:: Consigne A ::
Recopiez à l'identique les lignes de la liste, depuis celle qui contient « Category: engine nacelle » jusqu'à la fin de la liste, ces deux bornes comprises.
== == ==
À l’heure où Mayotte a soif et où des écoles sont obligées de fermer par manque d’eau, les priorités éducatives évoluent comme lors des années de pandémie. Manque d’eau, manque de place, manque d’infrastructures d’hygiène, manque d’enseignants, insécurité des élèves et de l’ensemble de la communauté éducative : telles sont les urgences auxquelles l’État français à Mayotte doit aujourd’hui faire face. En parallèle, des problèmes récurrents persistent, en particulier ceux du plus fort taux d’illettrisme en France et d’un échec scolaire massif.

Héritière de l’époque coloniale, la situation sociolinguistique de Mayotte s’inscrit dans la continuité d’autres territoires ultramarins : le français n’est pas la langue première ou maternelle d’une majorité des élèves. Les langues des élèves sont multiples et les usages très hétérogènes, tant à l’école républicaine qu’à l’école coranique shioni1 ou madrass2. Ainsi dans un shioni de Kani Keli, un des villages méridionaux de l’île, l’arabe est la langue enseignée, de l’écrit, de la lecture et de la récitation quand le kibushi kisakalava est la langue d’enseignement et des interactions entre fundi (maître coranique) et élèves (observation de l’auteure, 2020). Dans les classes de maternelle de l’école républicaine (déployées depuis 2019 seulement), les ATSEM s’expriment en majorité dans la langue du village ou du quartier et ont recours, souvent sans en être conscientes, à l’intercompréhension entre langues voisines. C’est le cas par exemple dans l’école maternelle et primaire Maraîcher de Koungou au nord-est de l’île où les ATSEM, mais également les enseignantes observées, s’appuient sur la parenté entre deux langues bantoues pour communiquer avec certains élèves (observation de l’auteure, 2021-2022). Le shimaore est ainsi usité avec les élèves shindzuaniphones, c’est-à-dire ceux parlant le shindzuani, langue bantoue comme le shimaore, originaire de l’île d’Anjouan à 70 km des côtes mahoraises. Bien que les politiques et directives linguistiques officielles soient contraignantes et quasiment unilingues (usage du français), les pratiques langagières en classe, dans la cour et pour communiquer avec les parents sont en réalité plurielles. Ces quelques éléments de description linguistique illustrent la complexité pour proposer un enseignement et un apprentissage en français et du français répondant aux besoins des élèves. Avant d’approfondir sur la place des langues à l’école, il convient de dresser une esquisse du contexte éducatif contemporain pour comprendre dans quelles conditions l’élève doit apprendre.
== == ==
:: Consigne B ::
Répondez à ces questions sur l'extrait consacré à l'école à Mayotte :
(i) Dans le shioni de Kani Keli, quelle est la langue enseignée ?
(ii) Depuis quelle année les classes de maternelle de l'école républicaine sont-elles déployées ?
(iii) À quelle distance des côtes mahoraises se trouve l'île d'Anjouan ?
== == ==
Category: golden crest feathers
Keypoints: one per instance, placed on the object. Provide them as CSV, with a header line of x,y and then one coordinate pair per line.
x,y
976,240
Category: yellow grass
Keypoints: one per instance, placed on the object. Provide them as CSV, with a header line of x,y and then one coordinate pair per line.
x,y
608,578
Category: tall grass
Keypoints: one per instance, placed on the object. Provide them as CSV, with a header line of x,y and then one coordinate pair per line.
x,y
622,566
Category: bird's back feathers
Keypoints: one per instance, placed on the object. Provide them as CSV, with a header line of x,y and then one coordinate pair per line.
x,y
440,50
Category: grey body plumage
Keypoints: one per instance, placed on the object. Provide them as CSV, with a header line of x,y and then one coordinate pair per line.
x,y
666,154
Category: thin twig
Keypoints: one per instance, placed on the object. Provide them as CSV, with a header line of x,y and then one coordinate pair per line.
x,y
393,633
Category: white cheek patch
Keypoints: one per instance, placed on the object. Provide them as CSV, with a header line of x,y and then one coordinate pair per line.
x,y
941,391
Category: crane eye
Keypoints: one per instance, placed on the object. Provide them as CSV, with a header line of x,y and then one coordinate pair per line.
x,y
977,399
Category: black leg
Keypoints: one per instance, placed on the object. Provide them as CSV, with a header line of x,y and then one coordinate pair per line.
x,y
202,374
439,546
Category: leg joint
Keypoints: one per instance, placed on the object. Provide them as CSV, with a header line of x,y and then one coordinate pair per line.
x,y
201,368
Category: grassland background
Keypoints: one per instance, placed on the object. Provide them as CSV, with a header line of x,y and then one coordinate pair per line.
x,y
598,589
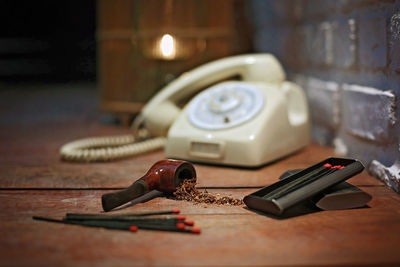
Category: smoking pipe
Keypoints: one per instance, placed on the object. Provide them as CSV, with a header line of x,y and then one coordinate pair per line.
x,y
164,176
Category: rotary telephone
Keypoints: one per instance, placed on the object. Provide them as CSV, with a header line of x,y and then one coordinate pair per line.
x,y
247,122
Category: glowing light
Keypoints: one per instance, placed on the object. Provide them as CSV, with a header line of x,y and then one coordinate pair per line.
x,y
167,46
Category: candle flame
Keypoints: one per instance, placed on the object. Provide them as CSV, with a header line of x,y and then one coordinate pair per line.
x,y
167,46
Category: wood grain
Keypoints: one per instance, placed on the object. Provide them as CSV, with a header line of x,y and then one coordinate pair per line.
x,y
230,235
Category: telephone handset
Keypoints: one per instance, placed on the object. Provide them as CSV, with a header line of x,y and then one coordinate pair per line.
x,y
244,123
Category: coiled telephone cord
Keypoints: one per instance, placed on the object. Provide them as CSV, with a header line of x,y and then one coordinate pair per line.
x,y
110,147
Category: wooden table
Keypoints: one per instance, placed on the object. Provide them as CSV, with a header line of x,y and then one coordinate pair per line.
x,y
35,182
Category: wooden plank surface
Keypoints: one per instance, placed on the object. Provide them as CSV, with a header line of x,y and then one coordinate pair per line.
x,y
230,235
33,181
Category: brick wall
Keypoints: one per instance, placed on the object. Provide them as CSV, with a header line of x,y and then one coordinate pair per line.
x,y
346,56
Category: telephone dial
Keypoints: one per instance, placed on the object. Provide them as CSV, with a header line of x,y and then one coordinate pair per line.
x,y
246,122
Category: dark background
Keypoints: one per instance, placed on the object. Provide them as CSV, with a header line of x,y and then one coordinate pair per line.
x,y
47,41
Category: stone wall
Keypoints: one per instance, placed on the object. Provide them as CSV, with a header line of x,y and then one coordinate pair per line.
x,y
346,56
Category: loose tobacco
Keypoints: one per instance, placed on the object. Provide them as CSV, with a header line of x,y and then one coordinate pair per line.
x,y
188,191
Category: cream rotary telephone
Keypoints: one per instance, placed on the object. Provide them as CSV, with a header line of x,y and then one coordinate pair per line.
x,y
247,123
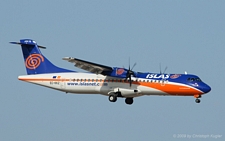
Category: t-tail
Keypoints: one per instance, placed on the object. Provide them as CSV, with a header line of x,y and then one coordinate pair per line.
x,y
35,62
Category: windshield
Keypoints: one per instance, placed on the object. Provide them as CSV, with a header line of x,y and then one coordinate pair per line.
x,y
194,79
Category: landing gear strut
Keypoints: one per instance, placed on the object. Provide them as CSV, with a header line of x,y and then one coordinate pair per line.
x,y
197,100
112,98
129,101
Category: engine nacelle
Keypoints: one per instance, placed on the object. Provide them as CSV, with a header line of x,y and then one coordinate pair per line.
x,y
128,92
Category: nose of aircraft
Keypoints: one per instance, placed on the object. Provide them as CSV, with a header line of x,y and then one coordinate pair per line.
x,y
206,88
== == ==
:: Corrigé A ::
Category: engine nacelle
Keypoints: one per instance, placed on the object. Provide them as CSV, with a header line of x,y and then one coordinate pair per line.
x,y
128,92
Category: nose of aircraft
Keypoints: one per instance, placed on the object. Provide them as CSV, with a header line of x,y and then one coordinate pair per line.
x,y
206,88

:: Corrigé B ::
(i) L'arabe.
(ii) Depuis 2019.
(iii) À 70 km.